OBJECTIVE
In the patch email below, what does the proposed change emulate?

EXCERPT PROVIDED

++++++++++

OK, thanks, sounds good.

Richard

RE: [PATCH] [RFC] lower SLP load permutation to interleaving

[Tamar Christina]

> -----Original Message-----
> From: Richard Biener <rguenther@suse.de>
> Sent: Tuesday, June 4, 2024 3:33 PM
> To: gcc-patches@gcc.gnu.org
> Cc: Richard Sandiford <Richard.Sandiford@arm.com>; Tamar Christina
> <Tamar.Christina@arm.com>
> Subject: [PATCH] [RFC] lower SLP load permutation to interleaving
> 
> The following emulates classical interleaving for SLP load permutes
> that we are unlikely handling natively.  This is to handle cases
> where interleaving (or load/store-lanes) is the optimal choice for
> vectorizing even when we are doing that within SLP.  An example
> would be
> 
> void foo (int * __restrict a, int * b)

++++++++++

[Items for segmentation labeling]
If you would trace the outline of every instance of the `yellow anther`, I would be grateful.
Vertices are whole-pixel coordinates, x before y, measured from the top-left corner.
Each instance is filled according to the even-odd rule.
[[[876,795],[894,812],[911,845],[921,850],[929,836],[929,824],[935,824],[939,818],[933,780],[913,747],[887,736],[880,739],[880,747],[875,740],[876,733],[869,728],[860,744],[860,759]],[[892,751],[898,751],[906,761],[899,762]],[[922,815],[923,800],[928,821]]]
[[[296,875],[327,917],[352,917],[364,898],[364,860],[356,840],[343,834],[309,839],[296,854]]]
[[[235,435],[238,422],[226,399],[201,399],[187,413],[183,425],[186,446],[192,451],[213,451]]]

++++++++++

FINAL RESULT
Classical interleaving for SLP load permutes that are unlikely to be handled natively.